• **Aim of the exercise**
Locate the line that contains "Ground purple background". Reproduce it and all following lines up to the end of the material, exactly and with nothing added.

• **Source records**
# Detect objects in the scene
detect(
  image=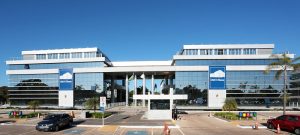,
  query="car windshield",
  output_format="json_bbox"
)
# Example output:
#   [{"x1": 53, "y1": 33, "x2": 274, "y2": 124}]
[{"x1": 44, "y1": 115, "x2": 59, "y2": 120}]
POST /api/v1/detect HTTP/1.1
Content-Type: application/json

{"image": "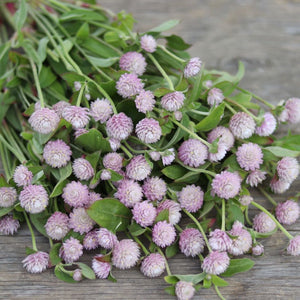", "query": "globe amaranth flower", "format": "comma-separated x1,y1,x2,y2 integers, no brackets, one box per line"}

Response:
211,171,242,199
28,108,60,134
106,112,133,141
22,251,49,273
45,211,70,241
178,139,208,168
152,221,176,248
178,184,204,212
116,73,144,98
202,251,230,275
19,185,49,214
161,91,185,111
112,239,140,270
236,143,263,171
229,112,255,139
141,253,166,278
276,200,300,225
43,140,72,168
179,228,205,257
13,165,33,186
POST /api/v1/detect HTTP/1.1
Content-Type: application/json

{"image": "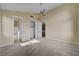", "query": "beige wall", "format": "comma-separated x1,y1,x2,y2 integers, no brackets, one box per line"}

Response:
1,10,38,46
0,10,1,45
42,4,75,42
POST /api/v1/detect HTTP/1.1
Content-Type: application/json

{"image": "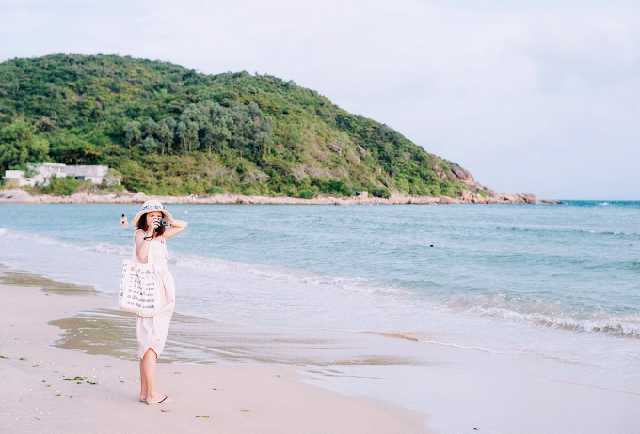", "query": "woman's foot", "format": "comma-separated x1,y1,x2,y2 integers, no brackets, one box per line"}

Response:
145,395,169,405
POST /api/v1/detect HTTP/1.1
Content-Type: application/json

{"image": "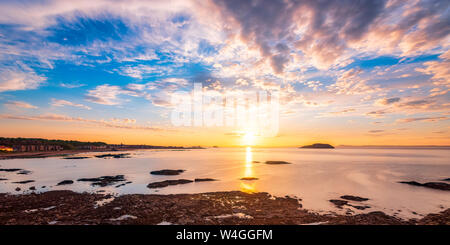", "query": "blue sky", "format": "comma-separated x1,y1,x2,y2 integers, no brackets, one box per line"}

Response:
0,0,450,145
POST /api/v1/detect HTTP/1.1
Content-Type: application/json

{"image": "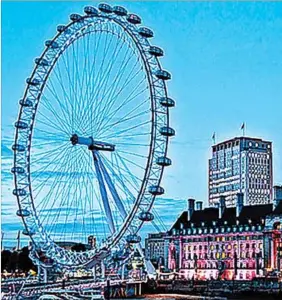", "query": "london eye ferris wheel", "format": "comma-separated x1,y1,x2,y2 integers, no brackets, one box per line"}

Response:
12,4,175,267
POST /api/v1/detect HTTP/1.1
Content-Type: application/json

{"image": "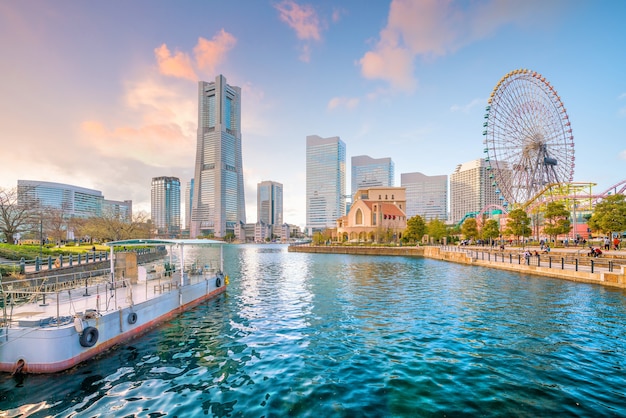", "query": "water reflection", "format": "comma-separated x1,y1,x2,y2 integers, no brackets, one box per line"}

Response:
0,245,626,416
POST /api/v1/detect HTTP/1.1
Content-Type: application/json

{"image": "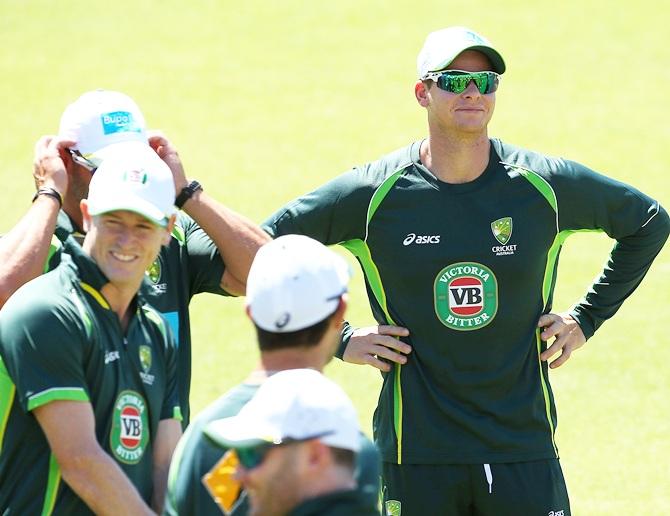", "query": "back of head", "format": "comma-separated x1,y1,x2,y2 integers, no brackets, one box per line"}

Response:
58,90,148,166
247,235,350,350
205,369,361,453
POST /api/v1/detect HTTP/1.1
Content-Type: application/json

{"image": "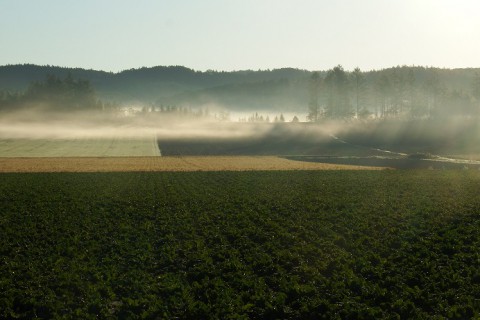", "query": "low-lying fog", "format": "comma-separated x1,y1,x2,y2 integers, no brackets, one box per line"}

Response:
0,110,480,165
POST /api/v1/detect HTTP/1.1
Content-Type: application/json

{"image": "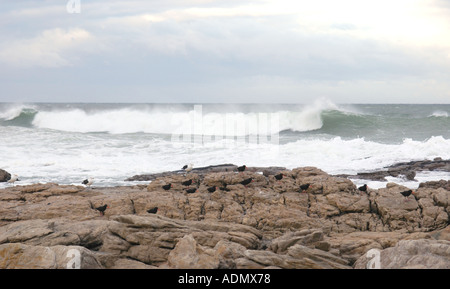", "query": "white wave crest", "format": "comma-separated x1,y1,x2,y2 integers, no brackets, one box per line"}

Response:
33,100,346,136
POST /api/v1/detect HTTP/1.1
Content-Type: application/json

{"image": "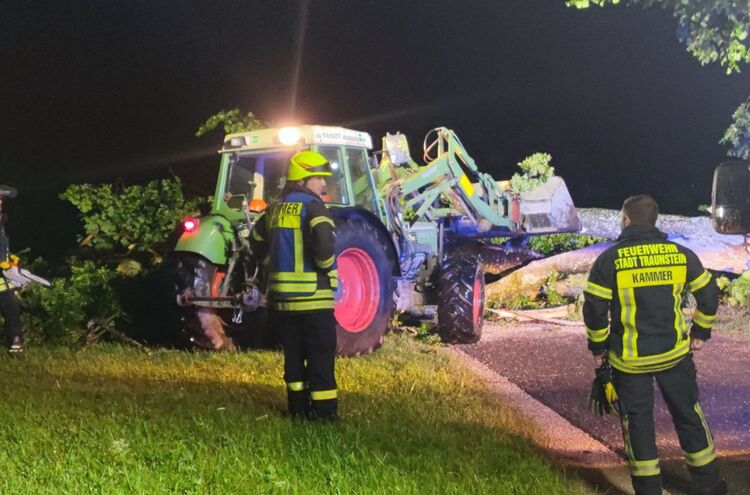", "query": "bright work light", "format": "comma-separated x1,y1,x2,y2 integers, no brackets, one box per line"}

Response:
182,218,198,232
279,127,299,146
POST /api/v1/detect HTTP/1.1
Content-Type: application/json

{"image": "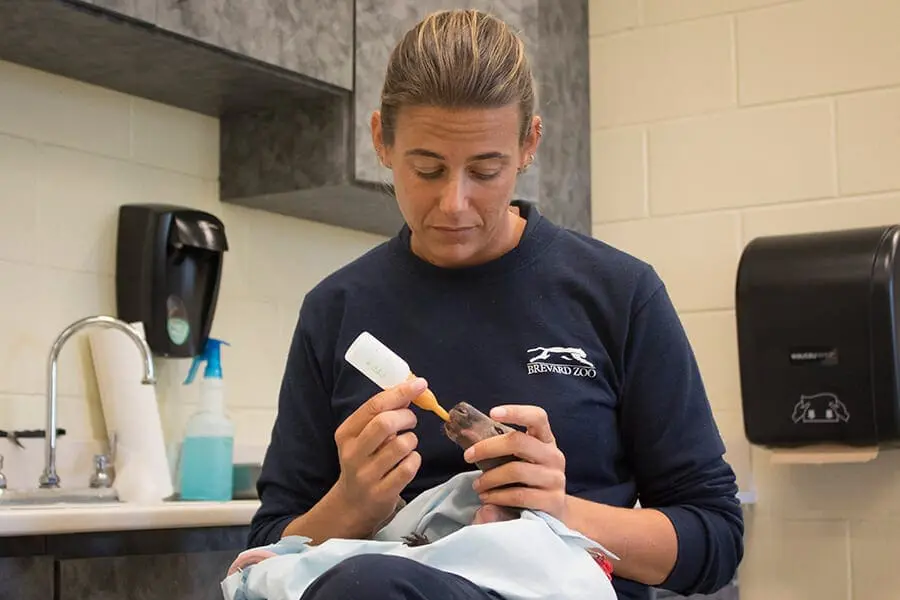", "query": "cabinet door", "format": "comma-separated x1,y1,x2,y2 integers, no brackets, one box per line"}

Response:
0,556,53,600
354,0,538,199
155,0,353,89
58,551,237,600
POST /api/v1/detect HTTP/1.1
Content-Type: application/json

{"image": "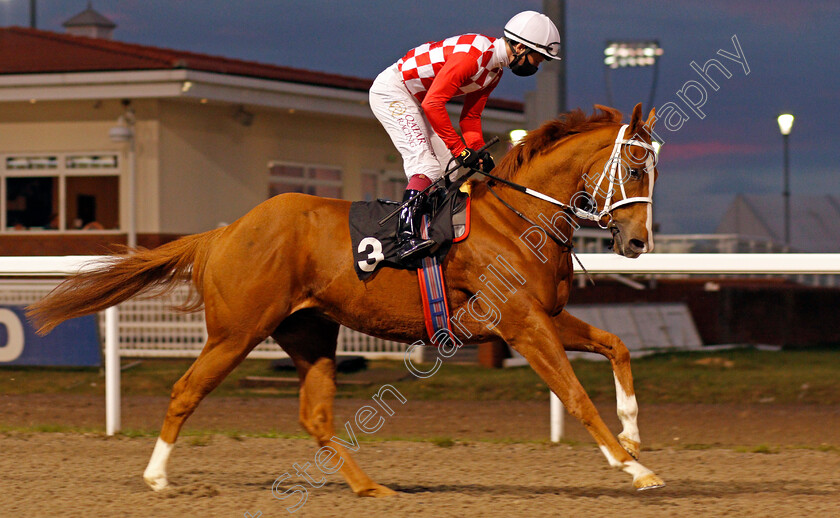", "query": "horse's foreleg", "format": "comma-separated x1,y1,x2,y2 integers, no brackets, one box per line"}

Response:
143,337,261,491
503,308,664,490
554,310,641,460
272,317,396,497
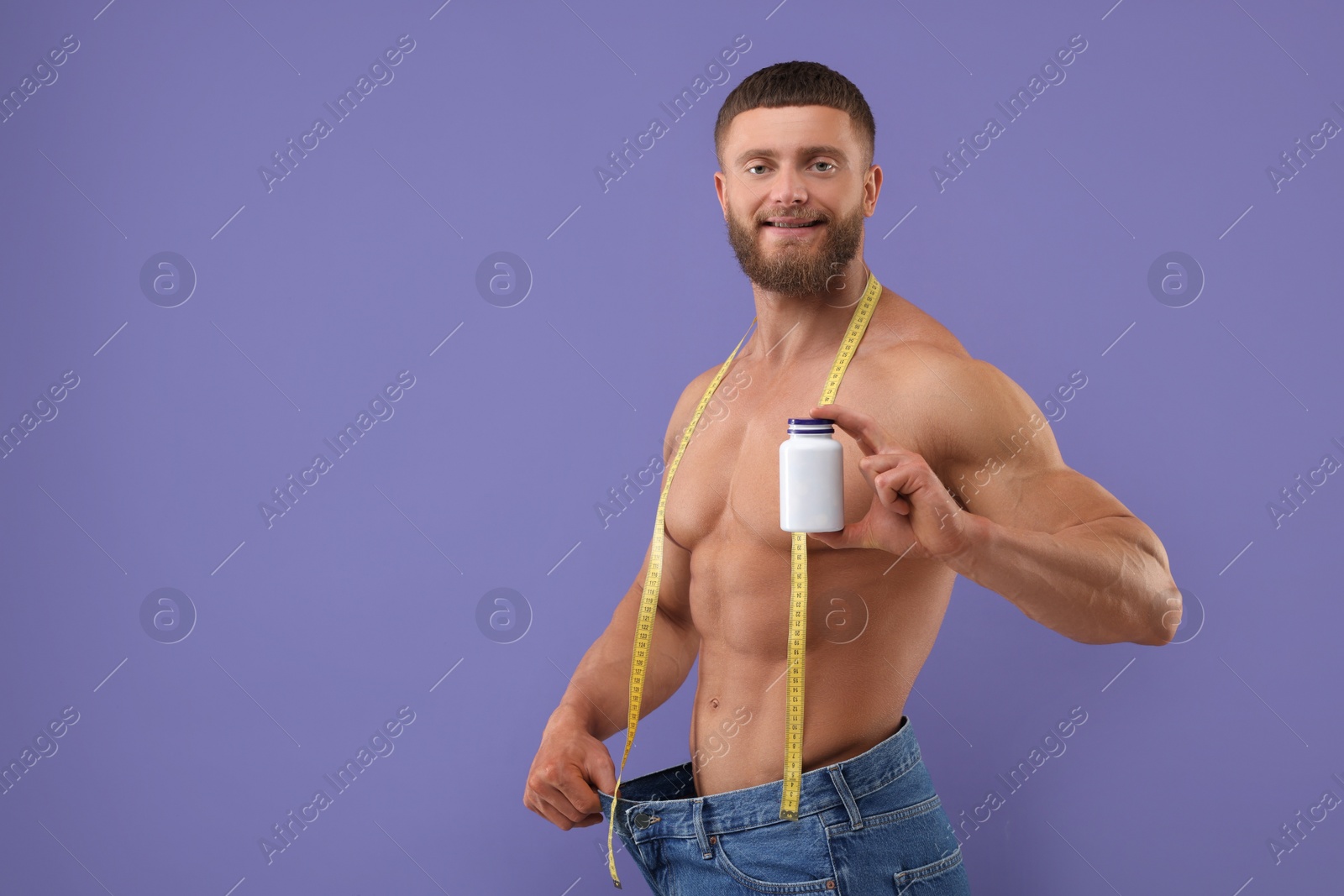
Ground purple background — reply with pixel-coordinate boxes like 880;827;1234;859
0;0;1344;896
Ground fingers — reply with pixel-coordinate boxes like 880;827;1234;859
858;453;919;513
556;775;602;820
808;403;903;454
522;783;602;831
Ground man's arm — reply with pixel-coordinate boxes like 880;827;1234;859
555;536;701;740
556;368;717;740
522;374;712;831
926;354;1180;645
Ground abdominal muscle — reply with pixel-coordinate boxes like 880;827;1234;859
690;545;956;797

• **Output for this exercise**
Ground purple background — reply with pixel-coordinate boxes like 880;827;1234;859
0;0;1344;896
Ground fingers — reply with pixel-coordinate boxes like 880;827;1234;859
858;453;919;513
556;775;602;820
808;403;903;454
522;783;602;831
Ground man's arm — reply with pixel-coordinate boxes like 880;827;1234;859
555;536;701;740
556;368;717;740
522;374;712;831
926;354;1180;645
Ground abdominal muscle — reply with pixel-coordinate boxes like 880;827;1234;859
690;545;956;797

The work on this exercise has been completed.